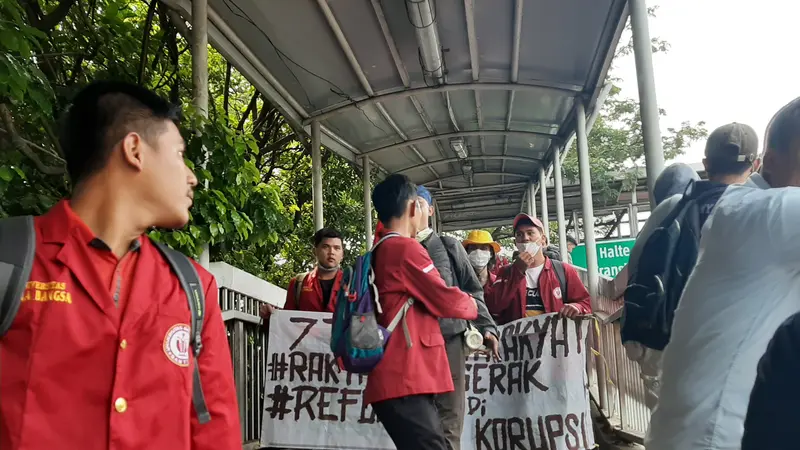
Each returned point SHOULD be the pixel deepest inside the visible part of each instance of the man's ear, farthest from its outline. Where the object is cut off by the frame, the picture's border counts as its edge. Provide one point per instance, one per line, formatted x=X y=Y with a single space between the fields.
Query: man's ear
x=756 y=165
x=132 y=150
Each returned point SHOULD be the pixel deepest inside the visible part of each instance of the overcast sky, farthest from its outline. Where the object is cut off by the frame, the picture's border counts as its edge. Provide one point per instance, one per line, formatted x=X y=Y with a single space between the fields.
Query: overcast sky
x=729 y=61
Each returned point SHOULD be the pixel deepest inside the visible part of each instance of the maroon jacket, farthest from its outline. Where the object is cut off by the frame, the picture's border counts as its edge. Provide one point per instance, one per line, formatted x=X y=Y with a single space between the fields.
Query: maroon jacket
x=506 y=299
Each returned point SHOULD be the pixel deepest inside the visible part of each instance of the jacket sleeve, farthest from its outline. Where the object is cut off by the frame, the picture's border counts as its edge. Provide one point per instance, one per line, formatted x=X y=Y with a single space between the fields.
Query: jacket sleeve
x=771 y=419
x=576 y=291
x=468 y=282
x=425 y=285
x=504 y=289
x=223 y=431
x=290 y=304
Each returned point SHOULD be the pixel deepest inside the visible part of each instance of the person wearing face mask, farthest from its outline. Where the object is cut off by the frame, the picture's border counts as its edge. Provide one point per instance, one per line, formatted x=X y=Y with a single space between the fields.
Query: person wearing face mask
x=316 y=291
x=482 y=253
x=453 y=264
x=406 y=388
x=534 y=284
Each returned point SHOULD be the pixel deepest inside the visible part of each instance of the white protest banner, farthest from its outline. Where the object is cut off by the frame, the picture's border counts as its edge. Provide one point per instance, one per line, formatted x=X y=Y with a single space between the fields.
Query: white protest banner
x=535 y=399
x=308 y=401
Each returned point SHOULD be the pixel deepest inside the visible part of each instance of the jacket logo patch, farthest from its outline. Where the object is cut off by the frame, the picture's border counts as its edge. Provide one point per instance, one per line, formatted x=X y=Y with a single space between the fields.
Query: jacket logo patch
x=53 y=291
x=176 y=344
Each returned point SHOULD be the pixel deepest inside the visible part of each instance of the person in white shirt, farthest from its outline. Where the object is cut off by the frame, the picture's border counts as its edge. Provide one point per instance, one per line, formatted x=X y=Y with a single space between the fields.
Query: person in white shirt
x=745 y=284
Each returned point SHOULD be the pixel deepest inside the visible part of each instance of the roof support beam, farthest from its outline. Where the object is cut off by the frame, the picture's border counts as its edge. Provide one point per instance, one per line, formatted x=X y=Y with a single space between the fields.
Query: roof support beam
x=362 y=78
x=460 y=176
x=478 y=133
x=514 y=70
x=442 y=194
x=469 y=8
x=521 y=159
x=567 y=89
---
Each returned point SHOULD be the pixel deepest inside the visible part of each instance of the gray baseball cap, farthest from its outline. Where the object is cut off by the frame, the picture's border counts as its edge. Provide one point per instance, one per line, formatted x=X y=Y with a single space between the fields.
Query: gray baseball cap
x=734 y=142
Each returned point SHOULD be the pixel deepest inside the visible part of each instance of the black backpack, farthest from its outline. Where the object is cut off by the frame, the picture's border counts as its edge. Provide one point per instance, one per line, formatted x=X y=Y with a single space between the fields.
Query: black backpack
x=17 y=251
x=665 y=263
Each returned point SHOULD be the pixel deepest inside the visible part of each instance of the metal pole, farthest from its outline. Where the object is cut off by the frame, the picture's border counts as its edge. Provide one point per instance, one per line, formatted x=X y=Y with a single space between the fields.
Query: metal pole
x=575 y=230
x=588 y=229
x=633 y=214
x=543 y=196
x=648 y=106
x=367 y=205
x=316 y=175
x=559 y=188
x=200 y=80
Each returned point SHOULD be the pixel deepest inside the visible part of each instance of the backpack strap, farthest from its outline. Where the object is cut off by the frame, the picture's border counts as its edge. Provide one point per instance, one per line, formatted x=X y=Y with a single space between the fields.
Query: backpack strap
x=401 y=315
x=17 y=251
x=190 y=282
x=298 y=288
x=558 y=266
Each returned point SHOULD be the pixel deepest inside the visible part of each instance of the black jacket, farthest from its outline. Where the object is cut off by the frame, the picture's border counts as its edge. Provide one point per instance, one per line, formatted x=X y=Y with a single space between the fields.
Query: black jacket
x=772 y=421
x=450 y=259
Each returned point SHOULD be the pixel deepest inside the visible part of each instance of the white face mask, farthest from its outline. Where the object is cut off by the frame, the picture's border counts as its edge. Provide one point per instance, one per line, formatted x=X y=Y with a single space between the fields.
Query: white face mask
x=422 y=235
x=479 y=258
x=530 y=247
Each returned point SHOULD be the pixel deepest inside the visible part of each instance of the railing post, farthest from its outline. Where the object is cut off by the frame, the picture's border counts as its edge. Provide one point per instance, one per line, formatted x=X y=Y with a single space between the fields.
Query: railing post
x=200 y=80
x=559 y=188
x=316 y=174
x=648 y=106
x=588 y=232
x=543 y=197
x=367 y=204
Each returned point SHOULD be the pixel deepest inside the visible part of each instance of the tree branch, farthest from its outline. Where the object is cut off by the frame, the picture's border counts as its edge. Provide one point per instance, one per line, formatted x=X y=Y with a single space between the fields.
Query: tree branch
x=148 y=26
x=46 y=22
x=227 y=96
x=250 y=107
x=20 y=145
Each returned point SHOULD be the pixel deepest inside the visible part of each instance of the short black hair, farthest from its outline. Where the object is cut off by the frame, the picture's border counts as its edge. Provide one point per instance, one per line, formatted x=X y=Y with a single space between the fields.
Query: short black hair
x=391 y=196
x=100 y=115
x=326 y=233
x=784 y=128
...
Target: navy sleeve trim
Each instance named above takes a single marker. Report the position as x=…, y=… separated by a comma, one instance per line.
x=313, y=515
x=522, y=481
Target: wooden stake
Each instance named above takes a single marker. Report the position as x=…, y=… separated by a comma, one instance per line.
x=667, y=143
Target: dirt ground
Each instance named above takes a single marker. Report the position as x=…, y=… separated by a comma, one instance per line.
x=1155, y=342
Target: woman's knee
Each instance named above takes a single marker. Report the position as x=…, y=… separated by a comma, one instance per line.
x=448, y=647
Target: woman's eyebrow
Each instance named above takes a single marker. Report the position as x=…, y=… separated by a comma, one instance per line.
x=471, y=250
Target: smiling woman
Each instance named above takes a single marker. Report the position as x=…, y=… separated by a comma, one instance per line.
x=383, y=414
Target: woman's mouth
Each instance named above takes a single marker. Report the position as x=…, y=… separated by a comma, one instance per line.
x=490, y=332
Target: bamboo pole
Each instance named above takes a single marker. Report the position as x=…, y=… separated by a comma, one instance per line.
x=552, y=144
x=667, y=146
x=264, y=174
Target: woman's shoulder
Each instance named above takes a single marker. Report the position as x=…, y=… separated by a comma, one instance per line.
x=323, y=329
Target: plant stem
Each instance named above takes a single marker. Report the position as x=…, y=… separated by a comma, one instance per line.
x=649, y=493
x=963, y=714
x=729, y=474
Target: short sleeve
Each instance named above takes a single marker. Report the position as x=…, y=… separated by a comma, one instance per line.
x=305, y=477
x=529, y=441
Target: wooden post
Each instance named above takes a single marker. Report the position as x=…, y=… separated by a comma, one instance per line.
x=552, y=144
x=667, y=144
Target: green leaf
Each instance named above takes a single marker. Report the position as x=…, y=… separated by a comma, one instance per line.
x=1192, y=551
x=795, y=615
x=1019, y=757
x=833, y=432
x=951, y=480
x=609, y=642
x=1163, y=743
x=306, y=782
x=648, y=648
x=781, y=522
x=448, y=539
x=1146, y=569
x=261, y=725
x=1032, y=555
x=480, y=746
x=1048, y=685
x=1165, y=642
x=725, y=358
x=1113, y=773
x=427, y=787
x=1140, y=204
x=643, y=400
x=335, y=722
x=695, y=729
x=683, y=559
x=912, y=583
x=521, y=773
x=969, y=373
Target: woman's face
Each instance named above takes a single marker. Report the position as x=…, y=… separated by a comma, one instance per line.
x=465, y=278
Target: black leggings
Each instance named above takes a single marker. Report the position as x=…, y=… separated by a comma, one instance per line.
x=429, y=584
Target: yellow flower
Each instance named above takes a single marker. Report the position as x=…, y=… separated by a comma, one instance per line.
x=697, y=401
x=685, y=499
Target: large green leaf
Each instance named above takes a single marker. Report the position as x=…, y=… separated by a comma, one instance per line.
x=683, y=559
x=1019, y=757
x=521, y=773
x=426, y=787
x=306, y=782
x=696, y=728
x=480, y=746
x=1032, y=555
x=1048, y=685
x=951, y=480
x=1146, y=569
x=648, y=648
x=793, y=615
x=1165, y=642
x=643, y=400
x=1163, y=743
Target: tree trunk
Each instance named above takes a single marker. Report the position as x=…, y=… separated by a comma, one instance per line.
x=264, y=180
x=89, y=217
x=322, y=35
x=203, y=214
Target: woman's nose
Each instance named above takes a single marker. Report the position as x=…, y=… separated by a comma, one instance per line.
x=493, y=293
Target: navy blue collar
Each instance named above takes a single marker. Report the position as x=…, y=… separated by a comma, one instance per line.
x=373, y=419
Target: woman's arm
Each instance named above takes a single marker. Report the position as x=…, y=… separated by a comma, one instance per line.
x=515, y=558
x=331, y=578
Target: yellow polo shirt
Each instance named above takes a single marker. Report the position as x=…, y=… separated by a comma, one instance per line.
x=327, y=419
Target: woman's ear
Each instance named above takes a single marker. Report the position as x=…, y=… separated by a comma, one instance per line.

_WRITTEN INSTRUCTION_
Copy out the material above word for word, from the line with "of the metal" up to and including the line with "x=367 y=204".

_SOLUTION TO THE EXERCISE_
Each returned point SHOULD be the pixel deepest inside the visible part of each instance of the metal pole, farthest from its outline. Where the object is cut off by the frame, the picture's border counts as its edge. Provide one point per instance, one per line, formatted x=X y=Y with a single space between the fields.
Query: metal pole
x=575 y=230
x=588 y=229
x=633 y=214
x=543 y=196
x=648 y=106
x=367 y=205
x=316 y=175
x=559 y=188
x=200 y=80
Each returned point SHOULD be the pixel deepest inside the visible part of each instance of the backpack strap, farthest from its outline. Where the object is cut off by the frame, the picture's border counts as its edge. Provide one point per instance, one per line, formatted x=X y=Y with a single space between the fields.
Query: backpack strap
x=401 y=315
x=17 y=251
x=190 y=282
x=298 y=288
x=558 y=266
Each returned point SHOULD be the pixel deepest inside the visible part of each instance of the black jacket, farthest from its outline. Where the object is cut off by the frame, the picture's border counts as its edge. Provide one point per instance, one per line, formatted x=X y=Y with a single space between the fields.
Query: black jacket
x=772 y=421
x=450 y=259
Each returned point SHOULD be the pixel deepest inside the visible part of each instance of the white face mask, farthest from its outline. Where the object is cut off by the frame, the picture's border counts as its edge. Provide one point per instance, one per line, formatted x=X y=Y with a single space between the fields.
Query: white face mask
x=422 y=235
x=479 y=258
x=530 y=247
Each returned point SHOULD be the pixel deepest inside the visible part of each instance of the railing post, farthest from its outline. Where the object is cut off by the frame, the picture's border counts as its edge. Provide one point per instance, one per line, formatted x=X y=Y with a single space between the fields.
Query: railing post
x=200 y=80
x=559 y=188
x=316 y=174
x=648 y=106
x=588 y=232
x=543 y=197
x=367 y=204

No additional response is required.